» **Exercise task 1**: According to the passage on teardrop car styling, which coachbuilding firm led the French in that style?

» **Document excerpt**:
I recently posted about the teardrop design motif favored by Norman Bel Geddes in the early 1930s. The linkage of the teardrop shape to aerodynamic streamlining resulted in an industrial design fashion during the 30s that eventually reached cliché proportions. Nevertheless, that shape is pleasing and its use in car bodies usually resulted in improved aerodynamic efficiency when compared to similar cars build prior to, say, 1935.

Although the teardrop motif was applied to large, often bulky sedans, it achieved its aesthetic zenith with sports cars. French sports cars, to be more specific. America didn't do sports cars in those days and the English apparently were too conservative style-wise to abandon traditional fenders for the teardrop kind. Same for the Germans, though a few examples of teardrop sports sedans can be found. And some late-1930s Alfa Romeos sported the teardrop motif.


But it was the French who dominated that style scene, with the coachbuilding firm Figoni & Falaschi leading the pack. If this interests you, try to locate a copy of Richard Adatto's book (French edition shown above, but the English version has a similar cover). It seems to be out of print, but it's worth tracking down if you love that kind of styling.

Here are some examples.

Gallery

Peugeot Andreau prototype - 1936
A sports sedan rather than a sports car, but I include it because it illustrates what was in the air of France when the cars show below were being conceived.

Dalahaye 135 Competition by Figoni et Falaschi - 1936

Delahaye 165 by Figoni et Falaschi - 1939
This car was sent to the USA for inclusion as part of the French exhibit at the 1939 New York World's Fair.

Delage D8-120 by Letourneur et Marchand - 1939

Talbot-Lago T150-C-SS by Figoni et Falaschi - 1938

Talbot-Lago T23 by Figoni et Falschi - c.1938
The ultimate French teardrop sports car.


Friday, May 6, 2011

Jaguar C-Type: When Race Cars Looked Like Cars


Once upon a time that ended in the late 1960s, road-racing cars looked somewhat like something one could buy from a dealer and drive away on the streets. I'll set aside so-called stock car racers and not even consider Formula types and deal with Le Mans type racers. (Here is a link containing further links to winners of the Les Vingt-Quatre Heures du Mans; click on those links to view photos of some of the winners.)


Above is a Porsche 917, the type that won Le Mans in 1970. It marks the start of Le Mans winners shaped unlike anything one is likely to drive on a street aside from a rare "supercar" -- an extremely low-production sports machine costing many hundreds of thousands of dollars.

One of the nicest-looking winners in the post - World War 2 period was the Jaguar C-Type that won in 1951 and 1953. I'm not sure that racing C-Types were street-legal, but it's easy to see that a street version could be built with suitable additions and deletions that wouldn't change its appearance much.

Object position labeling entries
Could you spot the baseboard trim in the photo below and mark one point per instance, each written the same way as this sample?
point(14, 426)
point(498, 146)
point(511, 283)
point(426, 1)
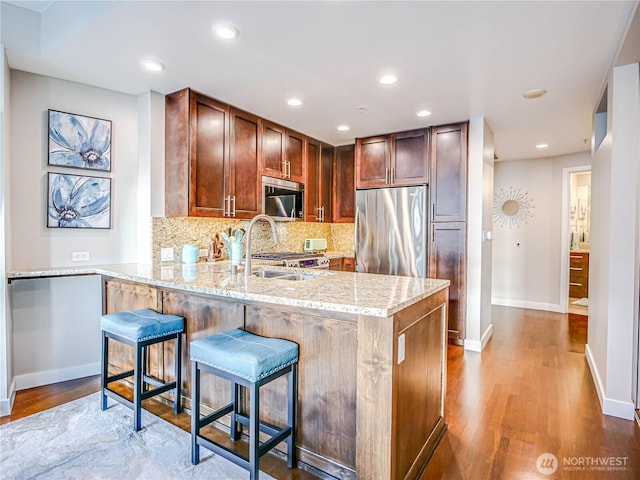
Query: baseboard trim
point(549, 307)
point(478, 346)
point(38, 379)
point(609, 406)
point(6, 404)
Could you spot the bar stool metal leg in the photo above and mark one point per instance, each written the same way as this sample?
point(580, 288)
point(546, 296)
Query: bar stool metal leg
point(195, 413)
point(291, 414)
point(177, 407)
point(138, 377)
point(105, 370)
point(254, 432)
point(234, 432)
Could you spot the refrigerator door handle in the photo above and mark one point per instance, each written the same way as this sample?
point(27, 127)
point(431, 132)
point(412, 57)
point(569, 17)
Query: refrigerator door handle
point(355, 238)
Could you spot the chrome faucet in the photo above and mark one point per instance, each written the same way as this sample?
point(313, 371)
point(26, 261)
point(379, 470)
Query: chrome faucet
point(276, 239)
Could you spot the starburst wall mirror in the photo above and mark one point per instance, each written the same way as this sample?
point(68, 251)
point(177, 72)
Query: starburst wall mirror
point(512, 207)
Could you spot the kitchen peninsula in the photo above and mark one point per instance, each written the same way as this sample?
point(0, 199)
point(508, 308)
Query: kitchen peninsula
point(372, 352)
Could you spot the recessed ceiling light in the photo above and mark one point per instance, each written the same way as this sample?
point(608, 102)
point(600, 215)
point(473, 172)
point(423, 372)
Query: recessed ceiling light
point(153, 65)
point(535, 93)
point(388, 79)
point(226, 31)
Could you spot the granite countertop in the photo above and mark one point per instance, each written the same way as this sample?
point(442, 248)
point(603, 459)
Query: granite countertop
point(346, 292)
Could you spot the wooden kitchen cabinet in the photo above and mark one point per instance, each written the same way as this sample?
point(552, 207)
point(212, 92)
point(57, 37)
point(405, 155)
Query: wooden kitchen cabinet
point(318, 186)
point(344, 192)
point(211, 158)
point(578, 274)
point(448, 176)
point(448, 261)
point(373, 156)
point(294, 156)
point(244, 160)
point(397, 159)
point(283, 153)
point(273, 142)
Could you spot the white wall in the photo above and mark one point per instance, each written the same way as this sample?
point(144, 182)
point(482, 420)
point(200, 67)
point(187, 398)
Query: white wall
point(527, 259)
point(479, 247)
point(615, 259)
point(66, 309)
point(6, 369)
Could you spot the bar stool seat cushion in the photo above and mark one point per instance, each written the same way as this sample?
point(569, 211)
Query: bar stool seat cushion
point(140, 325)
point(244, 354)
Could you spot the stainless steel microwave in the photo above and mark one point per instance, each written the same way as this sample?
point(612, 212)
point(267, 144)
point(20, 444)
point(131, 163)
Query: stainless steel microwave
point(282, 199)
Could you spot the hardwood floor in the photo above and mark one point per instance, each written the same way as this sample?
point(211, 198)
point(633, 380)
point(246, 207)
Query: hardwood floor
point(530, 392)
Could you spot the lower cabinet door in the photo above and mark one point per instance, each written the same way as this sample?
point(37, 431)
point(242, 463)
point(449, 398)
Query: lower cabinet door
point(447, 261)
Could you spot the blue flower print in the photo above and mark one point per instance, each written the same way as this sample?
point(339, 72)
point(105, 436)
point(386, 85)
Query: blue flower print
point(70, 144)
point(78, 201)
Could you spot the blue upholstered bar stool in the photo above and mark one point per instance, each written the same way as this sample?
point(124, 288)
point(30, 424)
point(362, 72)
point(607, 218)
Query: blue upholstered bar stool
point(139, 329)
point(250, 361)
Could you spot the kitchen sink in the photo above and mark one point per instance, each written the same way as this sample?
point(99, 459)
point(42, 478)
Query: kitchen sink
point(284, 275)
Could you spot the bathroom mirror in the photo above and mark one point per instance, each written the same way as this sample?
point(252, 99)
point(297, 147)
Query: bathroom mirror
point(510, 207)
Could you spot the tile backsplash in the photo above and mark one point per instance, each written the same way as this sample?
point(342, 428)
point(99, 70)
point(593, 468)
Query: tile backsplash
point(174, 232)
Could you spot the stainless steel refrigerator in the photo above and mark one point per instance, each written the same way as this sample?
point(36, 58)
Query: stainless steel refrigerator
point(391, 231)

==

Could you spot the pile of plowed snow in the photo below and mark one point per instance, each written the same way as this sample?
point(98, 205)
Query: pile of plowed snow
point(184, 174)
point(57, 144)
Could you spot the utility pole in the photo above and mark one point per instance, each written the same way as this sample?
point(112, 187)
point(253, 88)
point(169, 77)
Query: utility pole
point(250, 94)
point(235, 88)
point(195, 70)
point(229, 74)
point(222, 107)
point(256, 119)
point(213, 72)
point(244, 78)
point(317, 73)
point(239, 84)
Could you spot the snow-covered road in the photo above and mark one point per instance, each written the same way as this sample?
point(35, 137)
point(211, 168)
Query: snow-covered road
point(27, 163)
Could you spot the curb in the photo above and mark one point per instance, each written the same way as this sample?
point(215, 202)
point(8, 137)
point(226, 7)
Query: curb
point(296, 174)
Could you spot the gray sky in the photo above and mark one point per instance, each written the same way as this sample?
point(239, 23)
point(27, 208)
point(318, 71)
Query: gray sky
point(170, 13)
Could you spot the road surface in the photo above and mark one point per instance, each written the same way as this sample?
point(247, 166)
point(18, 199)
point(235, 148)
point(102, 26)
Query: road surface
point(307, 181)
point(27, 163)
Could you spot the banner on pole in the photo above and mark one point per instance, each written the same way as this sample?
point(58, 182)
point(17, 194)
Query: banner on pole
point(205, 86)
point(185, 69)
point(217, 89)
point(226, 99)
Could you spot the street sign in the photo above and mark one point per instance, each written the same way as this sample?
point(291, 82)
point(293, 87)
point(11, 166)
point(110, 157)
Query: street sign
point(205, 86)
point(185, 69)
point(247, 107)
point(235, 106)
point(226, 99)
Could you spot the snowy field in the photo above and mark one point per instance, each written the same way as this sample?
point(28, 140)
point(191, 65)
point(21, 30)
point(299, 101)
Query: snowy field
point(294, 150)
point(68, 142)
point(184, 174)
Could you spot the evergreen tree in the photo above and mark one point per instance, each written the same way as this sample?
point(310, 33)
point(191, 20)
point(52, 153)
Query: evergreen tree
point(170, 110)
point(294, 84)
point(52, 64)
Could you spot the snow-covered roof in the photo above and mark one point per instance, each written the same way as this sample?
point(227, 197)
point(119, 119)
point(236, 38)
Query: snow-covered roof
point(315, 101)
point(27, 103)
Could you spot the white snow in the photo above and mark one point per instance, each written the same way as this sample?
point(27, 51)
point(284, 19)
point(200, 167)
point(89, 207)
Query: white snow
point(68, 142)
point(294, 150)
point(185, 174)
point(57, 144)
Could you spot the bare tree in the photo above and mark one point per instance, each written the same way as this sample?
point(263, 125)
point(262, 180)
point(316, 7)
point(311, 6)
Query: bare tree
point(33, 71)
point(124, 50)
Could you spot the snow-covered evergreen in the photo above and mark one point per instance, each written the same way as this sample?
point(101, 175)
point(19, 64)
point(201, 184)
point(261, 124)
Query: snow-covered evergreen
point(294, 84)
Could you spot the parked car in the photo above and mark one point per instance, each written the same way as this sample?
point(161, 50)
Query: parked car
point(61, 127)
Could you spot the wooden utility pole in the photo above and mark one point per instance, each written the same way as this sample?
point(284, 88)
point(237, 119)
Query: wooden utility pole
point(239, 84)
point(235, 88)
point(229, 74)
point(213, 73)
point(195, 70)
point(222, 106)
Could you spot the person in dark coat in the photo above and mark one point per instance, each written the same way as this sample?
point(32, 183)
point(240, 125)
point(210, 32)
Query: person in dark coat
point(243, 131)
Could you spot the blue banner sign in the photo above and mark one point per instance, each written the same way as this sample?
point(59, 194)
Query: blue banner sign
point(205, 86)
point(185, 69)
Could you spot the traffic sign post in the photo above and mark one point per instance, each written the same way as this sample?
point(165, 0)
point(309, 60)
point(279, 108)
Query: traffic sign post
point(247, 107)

» **Exercise task 2**: In the entries, substitute "skirting board" for "baseboard trim" in the lines from the one with "Could you spot the baseboard" to the one with "point(6, 404)", and write out only those lines with nothing else changed. Leave the picture out.

» **Response 1**: Figoni & Falaschi

» **Response 2**:
Could you spot the skirting board in the photo below and mark one point per instance, each written the same way as this sample?
point(14, 426)
point(498, 146)
point(511, 283)
point(426, 1)
Query: skirting board
point(549, 307)
point(478, 346)
point(38, 379)
point(609, 406)
point(6, 404)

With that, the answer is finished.